Aim of the task: Give back word for word the lines of the items below, starting at the line that contains "In this exercise you will indicate the white fertilizer" and ending at the line that contains "[(495, 336)]", with both of those lines included.

The input:
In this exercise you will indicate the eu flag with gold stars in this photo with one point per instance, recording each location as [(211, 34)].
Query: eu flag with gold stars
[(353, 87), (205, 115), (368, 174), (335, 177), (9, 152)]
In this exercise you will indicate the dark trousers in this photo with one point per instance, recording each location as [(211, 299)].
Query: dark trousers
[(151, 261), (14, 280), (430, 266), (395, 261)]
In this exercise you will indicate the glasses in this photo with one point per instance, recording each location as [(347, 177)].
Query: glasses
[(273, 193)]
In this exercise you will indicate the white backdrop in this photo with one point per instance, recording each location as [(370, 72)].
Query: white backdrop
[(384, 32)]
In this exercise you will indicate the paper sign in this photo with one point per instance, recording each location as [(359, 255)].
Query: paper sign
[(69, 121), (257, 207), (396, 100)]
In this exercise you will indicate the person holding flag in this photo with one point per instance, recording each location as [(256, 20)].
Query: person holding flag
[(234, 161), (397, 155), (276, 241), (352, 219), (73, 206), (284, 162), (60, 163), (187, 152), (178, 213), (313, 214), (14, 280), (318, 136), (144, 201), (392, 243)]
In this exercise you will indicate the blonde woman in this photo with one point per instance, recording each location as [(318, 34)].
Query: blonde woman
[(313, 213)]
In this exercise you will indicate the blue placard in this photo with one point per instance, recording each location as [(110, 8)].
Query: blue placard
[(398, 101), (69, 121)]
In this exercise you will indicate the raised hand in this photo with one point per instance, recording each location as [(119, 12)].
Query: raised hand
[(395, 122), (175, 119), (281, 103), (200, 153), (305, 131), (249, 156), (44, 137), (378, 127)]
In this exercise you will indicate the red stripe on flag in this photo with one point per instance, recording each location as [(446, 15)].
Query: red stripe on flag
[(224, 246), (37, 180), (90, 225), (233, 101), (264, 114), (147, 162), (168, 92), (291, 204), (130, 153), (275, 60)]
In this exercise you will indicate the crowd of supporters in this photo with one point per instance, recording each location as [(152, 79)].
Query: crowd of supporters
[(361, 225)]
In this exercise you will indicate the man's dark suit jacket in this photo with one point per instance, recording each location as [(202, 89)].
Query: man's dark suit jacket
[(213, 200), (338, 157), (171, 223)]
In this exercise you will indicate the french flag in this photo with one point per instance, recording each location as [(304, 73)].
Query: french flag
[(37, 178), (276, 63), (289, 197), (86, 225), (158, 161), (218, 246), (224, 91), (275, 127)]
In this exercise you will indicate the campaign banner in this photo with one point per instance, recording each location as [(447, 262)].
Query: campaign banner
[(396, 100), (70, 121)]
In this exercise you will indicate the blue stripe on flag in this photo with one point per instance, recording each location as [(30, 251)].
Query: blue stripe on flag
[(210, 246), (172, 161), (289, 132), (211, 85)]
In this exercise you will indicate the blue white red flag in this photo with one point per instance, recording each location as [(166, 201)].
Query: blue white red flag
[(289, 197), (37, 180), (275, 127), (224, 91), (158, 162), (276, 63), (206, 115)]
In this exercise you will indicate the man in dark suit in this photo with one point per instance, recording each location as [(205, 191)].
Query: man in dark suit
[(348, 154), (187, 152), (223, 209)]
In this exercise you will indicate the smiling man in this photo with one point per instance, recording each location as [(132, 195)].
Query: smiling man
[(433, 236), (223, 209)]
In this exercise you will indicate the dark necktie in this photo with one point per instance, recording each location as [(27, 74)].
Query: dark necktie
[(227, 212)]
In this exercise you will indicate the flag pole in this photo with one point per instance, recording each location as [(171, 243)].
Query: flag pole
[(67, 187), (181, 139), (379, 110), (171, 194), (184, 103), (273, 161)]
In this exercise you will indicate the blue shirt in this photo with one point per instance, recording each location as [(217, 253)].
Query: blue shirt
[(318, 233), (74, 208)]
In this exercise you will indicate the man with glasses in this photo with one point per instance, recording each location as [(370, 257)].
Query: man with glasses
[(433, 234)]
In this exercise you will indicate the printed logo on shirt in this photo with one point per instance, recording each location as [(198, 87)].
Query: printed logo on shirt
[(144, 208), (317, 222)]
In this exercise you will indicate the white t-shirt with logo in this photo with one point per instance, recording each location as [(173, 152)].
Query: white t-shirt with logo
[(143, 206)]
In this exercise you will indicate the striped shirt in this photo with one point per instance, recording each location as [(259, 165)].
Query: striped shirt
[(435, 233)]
--
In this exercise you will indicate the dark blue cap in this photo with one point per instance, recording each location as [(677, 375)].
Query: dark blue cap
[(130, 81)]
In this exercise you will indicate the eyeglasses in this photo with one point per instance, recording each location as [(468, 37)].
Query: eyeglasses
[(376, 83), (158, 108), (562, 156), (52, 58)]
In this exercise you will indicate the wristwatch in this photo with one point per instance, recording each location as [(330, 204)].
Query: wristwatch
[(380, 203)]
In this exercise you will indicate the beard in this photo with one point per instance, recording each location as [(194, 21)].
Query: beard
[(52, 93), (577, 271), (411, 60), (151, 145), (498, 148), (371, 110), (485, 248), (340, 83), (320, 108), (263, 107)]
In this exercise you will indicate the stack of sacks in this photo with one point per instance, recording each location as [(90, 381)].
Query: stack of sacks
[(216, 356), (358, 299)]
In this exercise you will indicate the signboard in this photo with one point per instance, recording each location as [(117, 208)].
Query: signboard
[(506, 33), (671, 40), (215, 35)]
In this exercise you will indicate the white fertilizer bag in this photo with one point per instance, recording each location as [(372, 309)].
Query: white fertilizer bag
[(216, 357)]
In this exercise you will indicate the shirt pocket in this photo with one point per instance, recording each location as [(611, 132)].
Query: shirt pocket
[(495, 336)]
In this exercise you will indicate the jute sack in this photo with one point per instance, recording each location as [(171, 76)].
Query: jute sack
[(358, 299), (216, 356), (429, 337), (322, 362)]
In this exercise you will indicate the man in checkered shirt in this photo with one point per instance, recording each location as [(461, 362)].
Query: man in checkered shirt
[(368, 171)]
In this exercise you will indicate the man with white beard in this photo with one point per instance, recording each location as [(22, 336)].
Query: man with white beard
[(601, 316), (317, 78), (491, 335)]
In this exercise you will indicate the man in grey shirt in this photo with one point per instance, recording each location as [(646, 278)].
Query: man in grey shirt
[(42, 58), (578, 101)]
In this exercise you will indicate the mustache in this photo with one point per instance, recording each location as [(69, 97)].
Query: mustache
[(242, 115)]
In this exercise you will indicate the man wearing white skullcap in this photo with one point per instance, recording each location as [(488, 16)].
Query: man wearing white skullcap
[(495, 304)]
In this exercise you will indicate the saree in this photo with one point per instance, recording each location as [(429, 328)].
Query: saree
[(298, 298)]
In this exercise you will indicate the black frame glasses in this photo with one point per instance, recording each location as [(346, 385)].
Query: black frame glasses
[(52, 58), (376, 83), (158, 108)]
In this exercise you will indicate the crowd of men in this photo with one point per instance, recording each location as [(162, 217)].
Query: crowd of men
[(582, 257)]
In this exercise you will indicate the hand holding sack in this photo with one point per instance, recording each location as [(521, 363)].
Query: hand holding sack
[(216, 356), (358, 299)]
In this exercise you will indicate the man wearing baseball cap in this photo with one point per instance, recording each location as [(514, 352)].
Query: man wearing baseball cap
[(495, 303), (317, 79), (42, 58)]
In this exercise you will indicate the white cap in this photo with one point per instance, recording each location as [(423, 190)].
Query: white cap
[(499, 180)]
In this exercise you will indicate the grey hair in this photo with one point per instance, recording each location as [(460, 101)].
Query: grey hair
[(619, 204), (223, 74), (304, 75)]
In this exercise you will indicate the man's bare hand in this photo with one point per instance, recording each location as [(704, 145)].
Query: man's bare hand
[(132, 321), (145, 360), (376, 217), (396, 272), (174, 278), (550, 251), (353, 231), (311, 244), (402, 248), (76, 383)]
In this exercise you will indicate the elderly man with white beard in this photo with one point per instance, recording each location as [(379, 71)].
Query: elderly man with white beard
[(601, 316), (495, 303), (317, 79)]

Exercise output:
In this exercise you will indicate the white fertilizer bag in this photo with one point per instance, recording each location as [(372, 309)].
Query: white fertilizer bag
[(216, 357)]
In this exercise you will indicate the shirt pocket in this photo with one point per instance, recording each location as [(611, 132)].
Query: shirt pocket
[(495, 336)]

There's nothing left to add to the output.